**WHAT IS ASKED**
Render every line of the items below as a Markdown table with the columns Number and Entry, numbering each row and skipping any blank lines.

⁂

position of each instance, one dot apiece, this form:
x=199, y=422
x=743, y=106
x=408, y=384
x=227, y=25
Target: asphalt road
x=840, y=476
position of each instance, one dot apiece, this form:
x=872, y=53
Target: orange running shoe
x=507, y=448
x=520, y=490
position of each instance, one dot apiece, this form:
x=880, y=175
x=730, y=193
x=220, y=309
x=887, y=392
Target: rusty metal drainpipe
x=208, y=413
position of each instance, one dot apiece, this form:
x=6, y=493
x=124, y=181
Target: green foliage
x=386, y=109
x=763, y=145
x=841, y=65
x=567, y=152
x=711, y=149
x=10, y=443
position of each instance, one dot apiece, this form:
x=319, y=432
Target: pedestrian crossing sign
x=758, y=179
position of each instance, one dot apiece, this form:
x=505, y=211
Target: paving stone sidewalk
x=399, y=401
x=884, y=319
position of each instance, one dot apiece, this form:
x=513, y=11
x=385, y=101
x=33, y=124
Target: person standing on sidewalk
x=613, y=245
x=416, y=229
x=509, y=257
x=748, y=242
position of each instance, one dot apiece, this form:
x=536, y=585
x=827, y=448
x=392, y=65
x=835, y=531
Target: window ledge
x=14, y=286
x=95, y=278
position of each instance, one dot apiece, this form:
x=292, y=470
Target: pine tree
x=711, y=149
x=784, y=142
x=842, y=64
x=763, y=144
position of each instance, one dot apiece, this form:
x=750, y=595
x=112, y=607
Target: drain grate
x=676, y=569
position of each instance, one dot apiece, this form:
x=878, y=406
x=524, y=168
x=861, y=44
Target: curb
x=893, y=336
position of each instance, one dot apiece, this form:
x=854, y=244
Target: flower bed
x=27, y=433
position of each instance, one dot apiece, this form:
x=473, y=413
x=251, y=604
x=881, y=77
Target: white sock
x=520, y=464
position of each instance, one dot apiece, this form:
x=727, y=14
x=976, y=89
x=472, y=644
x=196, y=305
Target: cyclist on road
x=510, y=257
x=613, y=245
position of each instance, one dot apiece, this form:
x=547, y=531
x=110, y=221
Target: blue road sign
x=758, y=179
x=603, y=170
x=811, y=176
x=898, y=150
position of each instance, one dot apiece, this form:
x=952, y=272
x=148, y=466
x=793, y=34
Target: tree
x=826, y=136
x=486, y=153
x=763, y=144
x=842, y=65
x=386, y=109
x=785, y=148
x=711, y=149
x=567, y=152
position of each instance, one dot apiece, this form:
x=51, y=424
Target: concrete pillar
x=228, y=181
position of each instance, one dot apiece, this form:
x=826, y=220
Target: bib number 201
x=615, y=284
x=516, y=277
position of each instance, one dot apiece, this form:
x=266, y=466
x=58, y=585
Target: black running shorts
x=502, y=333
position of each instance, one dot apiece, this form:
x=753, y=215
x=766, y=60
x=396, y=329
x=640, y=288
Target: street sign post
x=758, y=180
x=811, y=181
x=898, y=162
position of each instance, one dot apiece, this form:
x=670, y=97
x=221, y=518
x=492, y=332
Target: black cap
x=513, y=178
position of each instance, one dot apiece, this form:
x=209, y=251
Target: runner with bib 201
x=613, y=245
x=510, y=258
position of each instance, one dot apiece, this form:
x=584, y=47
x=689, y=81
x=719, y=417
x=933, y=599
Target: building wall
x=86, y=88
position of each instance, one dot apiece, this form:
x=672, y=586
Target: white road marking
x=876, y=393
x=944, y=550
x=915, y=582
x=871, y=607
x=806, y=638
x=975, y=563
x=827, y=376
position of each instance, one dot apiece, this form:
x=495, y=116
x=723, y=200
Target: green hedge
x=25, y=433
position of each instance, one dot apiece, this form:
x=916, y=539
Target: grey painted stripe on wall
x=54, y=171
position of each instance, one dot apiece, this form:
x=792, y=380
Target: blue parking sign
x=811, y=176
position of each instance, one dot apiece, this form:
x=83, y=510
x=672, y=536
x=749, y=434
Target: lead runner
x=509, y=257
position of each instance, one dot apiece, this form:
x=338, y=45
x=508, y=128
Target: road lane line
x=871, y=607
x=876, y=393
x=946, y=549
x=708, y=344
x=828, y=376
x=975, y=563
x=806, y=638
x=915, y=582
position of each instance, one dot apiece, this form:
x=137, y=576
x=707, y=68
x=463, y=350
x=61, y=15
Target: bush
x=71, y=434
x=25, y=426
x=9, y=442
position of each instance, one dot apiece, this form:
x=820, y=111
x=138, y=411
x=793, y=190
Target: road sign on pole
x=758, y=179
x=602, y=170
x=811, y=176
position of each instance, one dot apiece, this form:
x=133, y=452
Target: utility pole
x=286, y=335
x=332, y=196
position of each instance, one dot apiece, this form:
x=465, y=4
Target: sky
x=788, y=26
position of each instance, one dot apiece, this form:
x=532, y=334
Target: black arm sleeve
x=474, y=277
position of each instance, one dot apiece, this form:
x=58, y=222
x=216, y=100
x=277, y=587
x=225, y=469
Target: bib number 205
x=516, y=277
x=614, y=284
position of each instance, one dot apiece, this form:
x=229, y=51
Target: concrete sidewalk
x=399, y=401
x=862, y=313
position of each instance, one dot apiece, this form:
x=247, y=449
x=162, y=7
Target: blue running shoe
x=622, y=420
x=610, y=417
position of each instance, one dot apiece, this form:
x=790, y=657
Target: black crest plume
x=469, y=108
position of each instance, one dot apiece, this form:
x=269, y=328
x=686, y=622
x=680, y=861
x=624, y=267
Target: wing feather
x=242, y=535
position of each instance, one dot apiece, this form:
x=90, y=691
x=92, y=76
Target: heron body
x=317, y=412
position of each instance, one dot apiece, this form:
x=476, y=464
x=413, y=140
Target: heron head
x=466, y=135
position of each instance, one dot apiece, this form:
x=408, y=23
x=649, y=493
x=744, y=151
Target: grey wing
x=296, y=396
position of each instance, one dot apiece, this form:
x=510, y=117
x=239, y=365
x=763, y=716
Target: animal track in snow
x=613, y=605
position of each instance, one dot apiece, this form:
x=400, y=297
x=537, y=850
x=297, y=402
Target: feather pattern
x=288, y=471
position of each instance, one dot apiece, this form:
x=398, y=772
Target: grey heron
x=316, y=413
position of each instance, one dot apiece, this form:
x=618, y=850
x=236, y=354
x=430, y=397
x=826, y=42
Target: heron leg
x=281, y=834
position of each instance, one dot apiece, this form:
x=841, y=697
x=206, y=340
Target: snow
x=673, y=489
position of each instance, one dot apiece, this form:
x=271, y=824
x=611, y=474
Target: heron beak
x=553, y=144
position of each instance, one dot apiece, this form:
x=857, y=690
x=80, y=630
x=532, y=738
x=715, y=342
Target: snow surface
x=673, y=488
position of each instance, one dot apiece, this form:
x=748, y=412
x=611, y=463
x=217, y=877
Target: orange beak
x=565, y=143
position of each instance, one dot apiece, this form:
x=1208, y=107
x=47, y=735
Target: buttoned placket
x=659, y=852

⁂

**RESPONSE TO THE EXERCISE**
| Number | Entry |
|---|---|
| 1 | position of each instance, one dot apiece, this form: |
| 2 | x=199, y=422 |
| 3 | x=743, y=106 |
| 4 | x=408, y=384 |
| 5 | x=227, y=25 |
| 6 | Target: asphalt road |
| 7 | x=840, y=476 |
| 8 | position of each instance, one dot apiece, this form: |
| 9 | x=872, y=53 |
| 10 | Target: orange running shoe |
| 11 | x=507, y=448 |
| 12 | x=520, y=490 |
| 13 | position of each instance, one dot apiece, this form: |
| 14 | x=880, y=175 |
| 15 | x=730, y=193 |
| 16 | x=220, y=309 |
| 17 | x=887, y=392 |
| 18 | Target: rusty metal drainpipe |
| 19 | x=208, y=413 |
| 20 | position of each instance, one dot apiece, this form: |
| 21 | x=6, y=493 |
| 22 | x=124, y=181 |
| 23 | Target: green foliage |
| 24 | x=386, y=109 |
| 25 | x=763, y=145 |
| 26 | x=841, y=65 |
| 27 | x=567, y=152 |
| 28 | x=711, y=149 |
| 29 | x=10, y=443 |
| 30 | position of each instance, one dot apiece, this form: |
| 31 | x=319, y=432 |
| 32 | Target: pedestrian crossing sign |
| 33 | x=758, y=179 |
| 34 | position of each instance, one dot apiece, this form: |
| 35 | x=505, y=211 |
| 36 | Target: paving stone sidewalk |
| 37 | x=399, y=401 |
| 38 | x=884, y=319 |
| 39 | position of each instance, one dot apiece, this form: |
| 40 | x=513, y=11 |
| 41 | x=385, y=101 |
| 42 | x=33, y=124 |
| 43 | Target: person standing on sidewalk |
| 44 | x=613, y=245 |
| 45 | x=416, y=229 |
| 46 | x=509, y=257 |
| 47 | x=748, y=242 |
| 48 | position of each instance, one dot apiece, this form: |
| 49 | x=536, y=585 |
| 50 | x=827, y=448 |
| 51 | x=392, y=65 |
| 52 | x=835, y=531 |
| 53 | Target: window ledge |
| 54 | x=14, y=286 |
| 55 | x=95, y=278 |
| 56 | position of each instance, one dot apiece, this form: |
| 57 | x=292, y=470 |
| 58 | Target: pine tree |
| 59 | x=711, y=149 |
| 60 | x=784, y=142 |
| 61 | x=842, y=64 |
| 62 | x=763, y=144 |
| 63 | position of each instance, one dot apiece, this form: |
| 64 | x=750, y=595 |
| 65 | x=112, y=607 |
| 66 | Target: drain grate |
| 67 | x=676, y=569 |
| 68 | position of each instance, one dot apiece, this form: |
| 69 | x=878, y=406 |
| 70 | x=524, y=168 |
| 71 | x=861, y=44 |
| 72 | Target: curb |
| 73 | x=893, y=336 |
| 74 | position of each instance, one dot apiece, this form: |
| 75 | x=854, y=244 |
| 76 | Target: flower bed |
| 77 | x=27, y=433 |
| 78 | position of each instance, one dot apiece, this form: |
| 79 | x=473, y=413 |
| 80 | x=251, y=604 |
| 81 | x=881, y=77 |
| 82 | Target: white sock |
| 83 | x=520, y=464 |
| 84 | position of each instance, one dot apiece, this form: |
| 85 | x=727, y=14 |
| 86 | x=976, y=89 |
| 87 | x=472, y=644 |
| 88 | x=196, y=305 |
| 89 | Target: cyclist on road |
| 90 | x=510, y=257 |
| 91 | x=613, y=245 |
| 92 | position of each instance, one dot apiece, this form: |
| 93 | x=547, y=531 |
| 94 | x=110, y=221 |
| 95 | Target: blue road sign |
| 96 | x=758, y=179 |
| 97 | x=603, y=170 |
| 98 | x=811, y=176 |
| 99 | x=898, y=150 |
| 100 | position of each instance, one dot apiece, this form: |
| 101 | x=952, y=272 |
| 102 | x=148, y=466 |
| 103 | x=793, y=34 |
| 104 | Target: tree |
| 105 | x=826, y=136 |
| 106 | x=486, y=153 |
| 107 | x=763, y=144 |
| 108 | x=842, y=65 |
| 109 | x=386, y=109 |
| 110 | x=785, y=148 |
| 111 | x=711, y=149 |
| 112 | x=567, y=152 |
| 113 | position of each instance, one dot apiece, this form: |
| 114 | x=51, y=424 |
| 115 | Target: concrete pillar |
| 116 | x=228, y=181 |
| 117 | position of each instance, one dot apiece, this form: |
| 118 | x=826, y=220 |
| 119 | Target: bib number 201 |
| 120 | x=615, y=284 |
| 121 | x=516, y=277 |
| 122 | position of each instance, one dot apiece, this form: |
| 123 | x=266, y=466 |
| 124 | x=58, y=585 |
| 125 | Target: black running shorts |
| 126 | x=502, y=333 |
| 127 | position of each instance, one dot apiece, this form: |
| 128 | x=753, y=215 |
| 129 | x=766, y=60 |
| 130 | x=396, y=329 |
| 131 | x=640, y=288 |
| 132 | Target: street sign post |
| 133 | x=758, y=180 |
| 134 | x=811, y=181 |
| 135 | x=898, y=162 |
| 136 | position of each instance, one dot apiece, this form: |
| 137 | x=670, y=97 |
| 138 | x=221, y=518 |
| 139 | x=492, y=332 |
| 140 | Target: black cap |
| 141 | x=513, y=178 |
| 142 | position of each instance, one dot apiece, this form: |
| 143 | x=209, y=251 |
| 144 | Target: runner with bib 201 |
| 145 | x=613, y=245 |
| 146 | x=510, y=258 |
| 147 | position of each instance, one dot apiece, this form: |
| 148 | x=584, y=47 |
| 149 | x=689, y=81 |
| 150 | x=719, y=417 |
| 151 | x=933, y=599 |
| 152 | Target: building wall |
| 153 | x=86, y=88 |
| 154 | position of each instance, one dot apiece, this form: |
| 155 | x=672, y=586 |
| 156 | Target: white road marking |
| 157 | x=876, y=393 |
| 158 | x=944, y=550 |
| 159 | x=915, y=582 |
| 160 | x=871, y=607 |
| 161 | x=806, y=638 |
| 162 | x=975, y=563 |
| 163 | x=827, y=376 |
| 164 | position of each instance, one dot apiece, this form: |
| 165 | x=495, y=116 |
| 166 | x=723, y=200 |
| 167 | Target: green hedge |
| 168 | x=25, y=433 |
| 169 | position of each instance, one dot apiece, this form: |
| 170 | x=916, y=539 |
| 171 | Target: grey painted stripe on wall |
| 172 | x=54, y=171 |
| 173 | position of each instance, one dot apiece, this form: |
| 174 | x=792, y=380 |
| 175 | Target: blue parking sign |
| 176 | x=811, y=176 |
| 177 | position of each instance, one dot apiece, this form: |
| 178 | x=83, y=510 |
| 179 | x=672, y=536 |
| 180 | x=749, y=434 |
| 181 | Target: lead runner |
| 182 | x=509, y=257 |
| 183 | position of each instance, one dot apiece, this form: |
| 184 | x=338, y=45 |
| 185 | x=508, y=128 |
| 186 | Target: road lane line |
| 187 | x=871, y=607 |
| 188 | x=876, y=393 |
| 189 | x=946, y=549 |
| 190 | x=708, y=344 |
| 191 | x=828, y=376 |
| 192 | x=975, y=563 |
| 193 | x=806, y=638 |
| 194 | x=915, y=582 |
| 195 | position of each instance, one dot apiece, this form: |
| 196 | x=137, y=576 |
| 197 | x=707, y=68 |
| 198 | x=463, y=350 |
| 199 | x=61, y=15 |
| 200 | Target: bush |
| 201 | x=71, y=434 |
| 202 | x=25, y=426 |
| 203 | x=9, y=442 |
| 204 | position of each instance, one dot apiece, this form: |
| 205 | x=820, y=111 |
| 206 | x=138, y=411 |
| 207 | x=793, y=190 |
| 208 | Target: road sign on pole |
| 209 | x=758, y=179 |
| 210 | x=602, y=170 |
| 211 | x=811, y=176 |
| 212 | position of each instance, one dot apiece, this form: |
| 213 | x=133, y=452 |
| 214 | Target: utility pole |
| 215 | x=286, y=335 |
| 216 | x=332, y=196 |
| 217 | position of each instance, one dot apiece, this form: |
| 218 | x=465, y=4 |
| 219 | Target: sky |
| 220 | x=788, y=26 |
| 221 | position of each instance, one dot apiece, this form: |
| 222 | x=532, y=334 |
| 223 | Target: black arm sleeve |
| 224 | x=474, y=277 |
| 225 | position of each instance, one dot apiece, this form: |
| 226 | x=58, y=222 |
| 227 | x=216, y=100 |
| 228 | x=277, y=587 |
| 229 | x=225, y=469 |
| 230 | Target: bib number 205 |
| 231 | x=516, y=277 |
| 232 | x=614, y=284 |
| 233 | position of each instance, one dot apiece, this form: |
| 234 | x=229, y=51 |
| 235 | Target: concrete sidewalk |
| 236 | x=399, y=401 |
| 237 | x=862, y=313 |
| 238 | position of each instance, one dot apiece, this form: |
| 239 | x=247, y=449 |
| 240 | x=162, y=7 |
| 241 | Target: blue running shoe |
| 242 | x=622, y=420 |
| 243 | x=610, y=417 |
| 244 | position of each instance, one dot apiece, this form: |
| 245 | x=790, y=657 |
| 246 | Target: black crest plume |
| 247 | x=469, y=108 |
| 248 | position of each instance, one dot apiece, this form: |
| 249 | x=269, y=328 |
| 250 | x=686, y=622 |
| 251 | x=680, y=861 |
| 252 | x=624, y=267 |
| 253 | Target: wing feather |
| 254 | x=242, y=535 |
| 255 | position of each instance, one dot apiece, this form: |
| 256 | x=90, y=691 |
| 257 | x=92, y=76 |
| 258 | Target: heron body |
| 259 | x=317, y=412 |
| 260 | position of each instance, one dot apiece, this form: |
| 261 | x=476, y=464 |
| 262 | x=413, y=140 |
| 263 | Target: heron head |
| 264 | x=466, y=135 |
| 265 | position of each instance, one dot apiece, this form: |
| 266 | x=408, y=23 |
| 267 | x=649, y=493 |
| 268 | x=744, y=151 |
| 269 | Target: grey wing |
| 270 | x=296, y=396 |
| 271 | position of each instance, one dot apiece, this form: |
| 272 | x=510, y=117 |
| 273 | x=239, y=365 |
| 274 | x=763, y=716 |
| 275 | Target: animal track in snow |
| 276 | x=613, y=605 |
| 277 | position of each instance, one dot apiece, this form: |
| 278 | x=400, y=297 |
| 279 | x=537, y=850 |
| 280 | x=297, y=402 |
| 281 | Target: feather pattern |
| 282 | x=288, y=471 |
| 283 | position of each instance, one dot apiece, this form: |
| 284 | x=398, y=772 |
| 285 | Target: grey heron |
| 286 | x=316, y=413 |
| 287 | position of each instance, one dot apiece, this form: |
| 288 | x=618, y=850 |
| 289 | x=236, y=354 |
| 290 | x=430, y=397 |
| 291 | x=826, y=42 |
| 292 | Target: heron leg |
| 293 | x=281, y=834 |
| 294 | position of each instance, one dot apiece, this form: |
| 295 | x=841, y=697 |
| 296 | x=206, y=340 |
| 297 | Target: snow |
| 298 | x=673, y=489 |
| 299 | position of each instance, one dot apiece, this form: |
| 300 | x=271, y=824 |
| 301 | x=611, y=474 |
| 302 | Target: heron beak |
| 303 | x=553, y=144 |
| 304 | position of each instance, one dot apiece, this form: |
| 305 | x=857, y=690 |
| 306 | x=80, y=630 |
| 307 | x=532, y=738 |
| 308 | x=715, y=342 |
| 309 | Target: snow surface |
| 310 | x=673, y=488 |
| 311 | position of each instance, one dot apiece, this form: |
| 312 | x=748, y=412 |
| 313 | x=611, y=463 |
| 314 | x=217, y=877 |
| 315 | Target: orange beak |
| 316 | x=565, y=143 |
| 317 | position of each instance, one dot apiece, this form: |
| 318 | x=1208, y=107 |
| 319 | x=47, y=735 |
| 320 | Target: buttoned placket |
| 321 | x=659, y=852 |